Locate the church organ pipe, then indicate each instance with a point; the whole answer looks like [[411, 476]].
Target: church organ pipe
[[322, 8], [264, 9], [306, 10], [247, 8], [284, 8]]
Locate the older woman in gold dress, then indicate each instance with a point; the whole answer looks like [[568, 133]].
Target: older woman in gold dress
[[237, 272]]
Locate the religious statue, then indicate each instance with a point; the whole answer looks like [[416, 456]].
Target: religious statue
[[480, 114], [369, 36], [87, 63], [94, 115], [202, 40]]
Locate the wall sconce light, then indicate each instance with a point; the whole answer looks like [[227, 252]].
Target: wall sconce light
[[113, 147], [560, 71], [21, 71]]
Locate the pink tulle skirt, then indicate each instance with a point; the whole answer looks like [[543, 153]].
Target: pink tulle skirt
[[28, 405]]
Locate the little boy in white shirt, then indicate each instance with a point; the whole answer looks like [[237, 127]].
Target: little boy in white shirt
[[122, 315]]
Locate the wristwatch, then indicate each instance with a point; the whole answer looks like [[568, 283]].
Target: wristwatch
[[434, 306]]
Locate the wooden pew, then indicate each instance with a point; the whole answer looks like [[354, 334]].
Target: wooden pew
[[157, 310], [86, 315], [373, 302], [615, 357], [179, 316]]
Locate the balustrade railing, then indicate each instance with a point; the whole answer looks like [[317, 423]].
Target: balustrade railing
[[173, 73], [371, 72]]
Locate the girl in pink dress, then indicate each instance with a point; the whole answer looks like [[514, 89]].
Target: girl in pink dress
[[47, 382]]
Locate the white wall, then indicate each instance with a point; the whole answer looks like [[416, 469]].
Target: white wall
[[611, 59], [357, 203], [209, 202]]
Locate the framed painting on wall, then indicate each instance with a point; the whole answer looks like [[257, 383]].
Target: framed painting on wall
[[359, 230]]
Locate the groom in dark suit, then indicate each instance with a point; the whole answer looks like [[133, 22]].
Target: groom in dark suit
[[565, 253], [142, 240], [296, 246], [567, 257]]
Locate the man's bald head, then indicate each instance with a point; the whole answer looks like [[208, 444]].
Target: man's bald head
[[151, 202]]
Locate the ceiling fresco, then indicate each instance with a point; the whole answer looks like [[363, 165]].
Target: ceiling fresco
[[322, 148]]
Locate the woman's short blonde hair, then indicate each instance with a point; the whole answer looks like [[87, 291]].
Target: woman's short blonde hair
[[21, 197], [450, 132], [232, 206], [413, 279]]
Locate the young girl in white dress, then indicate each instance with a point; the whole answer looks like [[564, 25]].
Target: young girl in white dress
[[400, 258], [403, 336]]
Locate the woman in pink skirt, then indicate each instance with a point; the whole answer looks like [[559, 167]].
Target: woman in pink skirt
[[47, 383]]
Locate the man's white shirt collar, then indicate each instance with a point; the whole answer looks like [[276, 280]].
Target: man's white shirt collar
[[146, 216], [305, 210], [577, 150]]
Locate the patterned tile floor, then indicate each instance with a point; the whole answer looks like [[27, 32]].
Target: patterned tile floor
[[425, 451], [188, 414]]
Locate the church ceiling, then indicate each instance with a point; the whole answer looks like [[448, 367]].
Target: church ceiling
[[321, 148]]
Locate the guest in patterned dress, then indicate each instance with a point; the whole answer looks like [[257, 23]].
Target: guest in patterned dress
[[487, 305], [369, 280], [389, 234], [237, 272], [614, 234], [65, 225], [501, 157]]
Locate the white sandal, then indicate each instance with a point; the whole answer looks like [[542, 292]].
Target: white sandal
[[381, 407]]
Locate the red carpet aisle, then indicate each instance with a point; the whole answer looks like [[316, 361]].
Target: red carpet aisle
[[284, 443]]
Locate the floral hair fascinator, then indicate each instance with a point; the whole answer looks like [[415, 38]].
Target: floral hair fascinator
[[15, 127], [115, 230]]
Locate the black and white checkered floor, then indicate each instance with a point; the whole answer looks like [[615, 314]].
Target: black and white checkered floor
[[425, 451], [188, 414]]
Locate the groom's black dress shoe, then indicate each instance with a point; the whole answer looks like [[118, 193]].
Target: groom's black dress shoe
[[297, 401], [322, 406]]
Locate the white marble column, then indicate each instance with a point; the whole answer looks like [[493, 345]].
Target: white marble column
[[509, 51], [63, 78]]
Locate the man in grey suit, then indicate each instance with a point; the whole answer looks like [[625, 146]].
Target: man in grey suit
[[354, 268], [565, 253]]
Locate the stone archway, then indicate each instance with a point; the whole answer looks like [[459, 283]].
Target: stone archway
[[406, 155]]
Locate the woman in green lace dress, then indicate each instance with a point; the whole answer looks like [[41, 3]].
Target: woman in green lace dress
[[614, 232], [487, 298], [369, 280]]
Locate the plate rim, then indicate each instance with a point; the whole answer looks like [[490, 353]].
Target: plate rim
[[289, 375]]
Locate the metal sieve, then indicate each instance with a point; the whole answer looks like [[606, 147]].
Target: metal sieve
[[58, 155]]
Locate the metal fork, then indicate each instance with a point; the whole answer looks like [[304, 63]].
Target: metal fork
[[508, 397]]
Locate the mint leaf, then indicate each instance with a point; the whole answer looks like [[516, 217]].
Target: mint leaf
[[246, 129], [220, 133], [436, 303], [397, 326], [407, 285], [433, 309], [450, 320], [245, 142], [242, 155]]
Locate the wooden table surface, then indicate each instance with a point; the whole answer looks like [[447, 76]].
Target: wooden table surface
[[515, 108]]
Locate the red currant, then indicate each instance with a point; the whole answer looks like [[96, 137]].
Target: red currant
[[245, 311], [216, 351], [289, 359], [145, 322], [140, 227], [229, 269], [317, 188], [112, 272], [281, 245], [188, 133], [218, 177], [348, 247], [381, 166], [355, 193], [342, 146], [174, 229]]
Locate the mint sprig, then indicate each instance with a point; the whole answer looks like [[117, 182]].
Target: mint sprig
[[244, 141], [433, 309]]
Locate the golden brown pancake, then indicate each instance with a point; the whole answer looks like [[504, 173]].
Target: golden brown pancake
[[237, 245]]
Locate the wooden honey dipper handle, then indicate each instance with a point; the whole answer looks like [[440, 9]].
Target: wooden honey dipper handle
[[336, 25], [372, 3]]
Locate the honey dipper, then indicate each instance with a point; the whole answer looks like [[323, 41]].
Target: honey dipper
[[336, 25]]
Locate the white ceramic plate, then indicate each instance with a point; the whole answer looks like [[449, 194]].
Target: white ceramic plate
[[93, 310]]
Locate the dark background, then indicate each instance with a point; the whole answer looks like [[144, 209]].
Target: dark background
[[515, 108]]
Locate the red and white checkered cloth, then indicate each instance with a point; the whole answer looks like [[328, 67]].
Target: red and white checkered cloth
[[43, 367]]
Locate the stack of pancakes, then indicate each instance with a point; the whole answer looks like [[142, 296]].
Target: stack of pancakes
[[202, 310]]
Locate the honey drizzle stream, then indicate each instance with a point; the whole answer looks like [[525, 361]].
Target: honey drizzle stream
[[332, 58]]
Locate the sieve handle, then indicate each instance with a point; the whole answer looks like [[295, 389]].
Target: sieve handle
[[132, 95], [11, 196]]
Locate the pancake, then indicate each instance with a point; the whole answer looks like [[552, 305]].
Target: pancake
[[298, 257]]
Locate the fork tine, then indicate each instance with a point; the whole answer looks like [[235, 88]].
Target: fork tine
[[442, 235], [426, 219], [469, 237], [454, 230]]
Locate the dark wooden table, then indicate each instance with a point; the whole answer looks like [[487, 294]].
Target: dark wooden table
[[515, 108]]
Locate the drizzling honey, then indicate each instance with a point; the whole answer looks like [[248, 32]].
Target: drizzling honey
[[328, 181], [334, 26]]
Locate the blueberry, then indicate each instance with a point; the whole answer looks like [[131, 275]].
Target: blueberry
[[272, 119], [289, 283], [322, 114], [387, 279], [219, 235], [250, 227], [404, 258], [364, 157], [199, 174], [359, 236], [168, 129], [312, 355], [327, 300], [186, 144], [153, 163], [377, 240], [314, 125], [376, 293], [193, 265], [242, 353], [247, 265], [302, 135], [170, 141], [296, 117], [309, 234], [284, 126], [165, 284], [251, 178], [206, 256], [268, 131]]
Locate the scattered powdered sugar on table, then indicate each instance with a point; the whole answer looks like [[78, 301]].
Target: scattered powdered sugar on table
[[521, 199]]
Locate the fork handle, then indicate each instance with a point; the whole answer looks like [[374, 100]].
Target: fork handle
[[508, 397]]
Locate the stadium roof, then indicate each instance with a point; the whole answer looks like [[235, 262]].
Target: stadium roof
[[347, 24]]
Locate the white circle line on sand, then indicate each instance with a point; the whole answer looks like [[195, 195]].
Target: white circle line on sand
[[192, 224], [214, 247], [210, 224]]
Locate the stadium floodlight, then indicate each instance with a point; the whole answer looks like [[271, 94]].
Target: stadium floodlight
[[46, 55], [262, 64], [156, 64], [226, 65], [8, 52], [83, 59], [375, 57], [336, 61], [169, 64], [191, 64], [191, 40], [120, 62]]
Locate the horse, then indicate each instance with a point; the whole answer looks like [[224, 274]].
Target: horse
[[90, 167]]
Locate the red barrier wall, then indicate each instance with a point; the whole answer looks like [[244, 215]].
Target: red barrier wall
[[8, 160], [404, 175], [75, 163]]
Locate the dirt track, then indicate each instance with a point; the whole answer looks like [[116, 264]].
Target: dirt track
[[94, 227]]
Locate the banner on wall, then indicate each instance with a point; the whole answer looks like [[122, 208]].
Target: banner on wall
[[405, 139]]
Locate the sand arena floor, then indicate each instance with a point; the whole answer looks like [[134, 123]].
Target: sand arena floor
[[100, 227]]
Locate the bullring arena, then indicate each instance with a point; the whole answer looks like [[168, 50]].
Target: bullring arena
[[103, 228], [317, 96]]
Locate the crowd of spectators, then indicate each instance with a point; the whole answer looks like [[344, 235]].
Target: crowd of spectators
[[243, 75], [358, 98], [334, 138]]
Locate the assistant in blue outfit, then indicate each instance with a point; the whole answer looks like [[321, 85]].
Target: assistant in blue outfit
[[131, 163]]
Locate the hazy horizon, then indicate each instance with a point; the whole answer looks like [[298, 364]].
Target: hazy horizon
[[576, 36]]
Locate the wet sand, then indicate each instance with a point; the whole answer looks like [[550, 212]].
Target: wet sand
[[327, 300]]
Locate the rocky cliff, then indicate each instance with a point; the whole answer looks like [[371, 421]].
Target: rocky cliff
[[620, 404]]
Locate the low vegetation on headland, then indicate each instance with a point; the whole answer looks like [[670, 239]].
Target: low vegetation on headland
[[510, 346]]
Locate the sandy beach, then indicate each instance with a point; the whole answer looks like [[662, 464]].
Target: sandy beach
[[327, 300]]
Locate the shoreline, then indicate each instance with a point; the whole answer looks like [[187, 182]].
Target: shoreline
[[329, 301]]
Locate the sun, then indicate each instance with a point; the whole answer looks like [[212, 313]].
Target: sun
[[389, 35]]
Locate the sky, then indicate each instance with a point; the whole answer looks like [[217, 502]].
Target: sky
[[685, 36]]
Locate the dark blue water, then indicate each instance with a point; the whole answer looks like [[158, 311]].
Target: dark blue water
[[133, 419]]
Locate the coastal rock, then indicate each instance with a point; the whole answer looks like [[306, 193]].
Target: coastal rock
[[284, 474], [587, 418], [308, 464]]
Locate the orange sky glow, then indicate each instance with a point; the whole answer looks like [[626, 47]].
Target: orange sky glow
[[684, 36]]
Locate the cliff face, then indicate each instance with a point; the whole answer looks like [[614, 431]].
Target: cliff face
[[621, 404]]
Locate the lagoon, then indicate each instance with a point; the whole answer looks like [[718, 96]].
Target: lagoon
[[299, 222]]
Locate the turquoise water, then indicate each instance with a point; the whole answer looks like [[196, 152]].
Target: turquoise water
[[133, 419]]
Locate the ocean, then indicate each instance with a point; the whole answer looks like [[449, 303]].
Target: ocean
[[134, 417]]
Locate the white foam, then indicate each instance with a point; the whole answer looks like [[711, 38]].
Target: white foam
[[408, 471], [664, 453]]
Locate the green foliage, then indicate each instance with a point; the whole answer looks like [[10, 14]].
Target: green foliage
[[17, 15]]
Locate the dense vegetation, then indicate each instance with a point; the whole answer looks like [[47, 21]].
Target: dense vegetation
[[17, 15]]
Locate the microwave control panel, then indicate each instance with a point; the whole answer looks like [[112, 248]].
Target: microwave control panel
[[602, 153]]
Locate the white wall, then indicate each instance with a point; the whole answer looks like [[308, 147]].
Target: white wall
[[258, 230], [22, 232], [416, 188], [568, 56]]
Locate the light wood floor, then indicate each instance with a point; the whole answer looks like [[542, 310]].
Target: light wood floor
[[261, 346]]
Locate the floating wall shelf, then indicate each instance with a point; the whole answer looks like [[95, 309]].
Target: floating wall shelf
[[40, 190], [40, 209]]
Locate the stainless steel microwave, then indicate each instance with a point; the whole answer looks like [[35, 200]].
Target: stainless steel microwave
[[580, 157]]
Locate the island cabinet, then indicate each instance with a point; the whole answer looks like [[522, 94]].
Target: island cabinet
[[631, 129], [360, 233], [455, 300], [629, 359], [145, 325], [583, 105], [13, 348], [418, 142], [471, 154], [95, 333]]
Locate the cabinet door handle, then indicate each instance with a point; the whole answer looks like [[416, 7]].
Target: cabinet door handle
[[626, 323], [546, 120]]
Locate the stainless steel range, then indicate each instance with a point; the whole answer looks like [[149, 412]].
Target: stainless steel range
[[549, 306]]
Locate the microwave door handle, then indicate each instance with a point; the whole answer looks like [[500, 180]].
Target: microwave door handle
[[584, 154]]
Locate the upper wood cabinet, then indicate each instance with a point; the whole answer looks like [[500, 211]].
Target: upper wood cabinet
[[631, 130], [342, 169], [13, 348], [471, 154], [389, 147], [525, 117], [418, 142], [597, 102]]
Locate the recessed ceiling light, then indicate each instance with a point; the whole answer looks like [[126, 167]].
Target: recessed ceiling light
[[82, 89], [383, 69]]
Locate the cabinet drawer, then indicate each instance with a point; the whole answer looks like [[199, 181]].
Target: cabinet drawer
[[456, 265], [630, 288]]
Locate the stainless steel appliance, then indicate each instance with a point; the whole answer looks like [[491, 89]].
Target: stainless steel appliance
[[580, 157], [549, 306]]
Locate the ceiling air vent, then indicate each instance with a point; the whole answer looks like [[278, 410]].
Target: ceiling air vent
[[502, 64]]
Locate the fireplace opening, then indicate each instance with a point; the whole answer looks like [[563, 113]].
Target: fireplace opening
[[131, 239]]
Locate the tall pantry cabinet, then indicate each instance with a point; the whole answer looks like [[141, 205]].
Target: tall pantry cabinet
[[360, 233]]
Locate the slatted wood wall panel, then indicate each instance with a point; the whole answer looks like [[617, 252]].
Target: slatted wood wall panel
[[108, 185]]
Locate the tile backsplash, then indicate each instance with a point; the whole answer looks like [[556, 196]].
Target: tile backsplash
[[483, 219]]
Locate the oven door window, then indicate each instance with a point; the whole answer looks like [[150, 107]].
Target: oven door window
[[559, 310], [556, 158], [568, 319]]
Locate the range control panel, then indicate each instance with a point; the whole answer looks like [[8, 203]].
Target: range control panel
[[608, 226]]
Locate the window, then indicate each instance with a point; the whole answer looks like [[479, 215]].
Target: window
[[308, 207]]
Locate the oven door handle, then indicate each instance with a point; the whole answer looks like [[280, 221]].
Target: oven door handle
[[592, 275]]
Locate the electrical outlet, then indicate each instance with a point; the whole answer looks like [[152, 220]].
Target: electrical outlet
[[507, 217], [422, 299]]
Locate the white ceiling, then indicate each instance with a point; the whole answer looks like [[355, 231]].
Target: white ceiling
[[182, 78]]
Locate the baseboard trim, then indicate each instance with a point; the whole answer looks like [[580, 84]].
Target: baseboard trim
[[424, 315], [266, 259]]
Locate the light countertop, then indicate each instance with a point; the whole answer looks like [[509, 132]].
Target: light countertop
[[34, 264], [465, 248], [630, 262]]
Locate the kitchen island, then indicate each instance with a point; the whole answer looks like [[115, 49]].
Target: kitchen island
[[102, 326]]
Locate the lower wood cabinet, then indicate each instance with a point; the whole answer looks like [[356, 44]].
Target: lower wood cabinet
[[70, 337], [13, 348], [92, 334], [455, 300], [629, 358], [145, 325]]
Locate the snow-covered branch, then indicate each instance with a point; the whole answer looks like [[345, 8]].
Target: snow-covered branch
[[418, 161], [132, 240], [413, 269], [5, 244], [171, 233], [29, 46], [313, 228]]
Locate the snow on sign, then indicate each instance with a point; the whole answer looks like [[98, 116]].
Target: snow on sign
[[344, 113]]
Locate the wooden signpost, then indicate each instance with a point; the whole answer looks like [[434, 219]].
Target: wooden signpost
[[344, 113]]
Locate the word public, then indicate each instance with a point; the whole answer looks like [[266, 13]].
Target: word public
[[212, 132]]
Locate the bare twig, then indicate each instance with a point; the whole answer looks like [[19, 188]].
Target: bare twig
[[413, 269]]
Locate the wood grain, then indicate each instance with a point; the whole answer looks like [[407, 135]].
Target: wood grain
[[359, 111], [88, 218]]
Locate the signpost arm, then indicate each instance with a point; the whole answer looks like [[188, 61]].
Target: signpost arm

◆ Work instruction ◆
From the material above, copy exactly the lines between the line holding "Target: patterned tile floor" and the line holding "Locate the black", inclusive, and only those.

◆ Completed exercise ◆
Target: patterned tile floor
[[425, 451], [188, 414]]
Locate the church ceiling, then indicate each instance with a point; the whole answer looks like [[448, 367]].
Target: church ceiling
[[321, 148]]
Locate the guest in patterned dress, then indicate each instance with a point; the whole answer looks like [[257, 23]].
Target: guest in patterned dress
[[487, 305], [369, 280], [389, 234], [237, 272], [614, 234], [65, 225], [501, 157]]
Locate the white sandal, then indicate each instance with a point; the whole answer looks like [[542, 292]].
Target: white sandal
[[381, 407]]
Locate the red carpet aisle, then indicate each instance with a point; the whole answer looks like [[316, 361]].
Target: red carpet aisle
[[284, 443]]
Locate the floral hair fascinator, then indicate each instance with a point; the whole answer looks like [[415, 38]].
Target: floral hair fascinator
[[15, 127], [115, 230]]
Locate the black and white checkered floor, then indicate each instance with a point; the whole answer looks like [[615, 314]].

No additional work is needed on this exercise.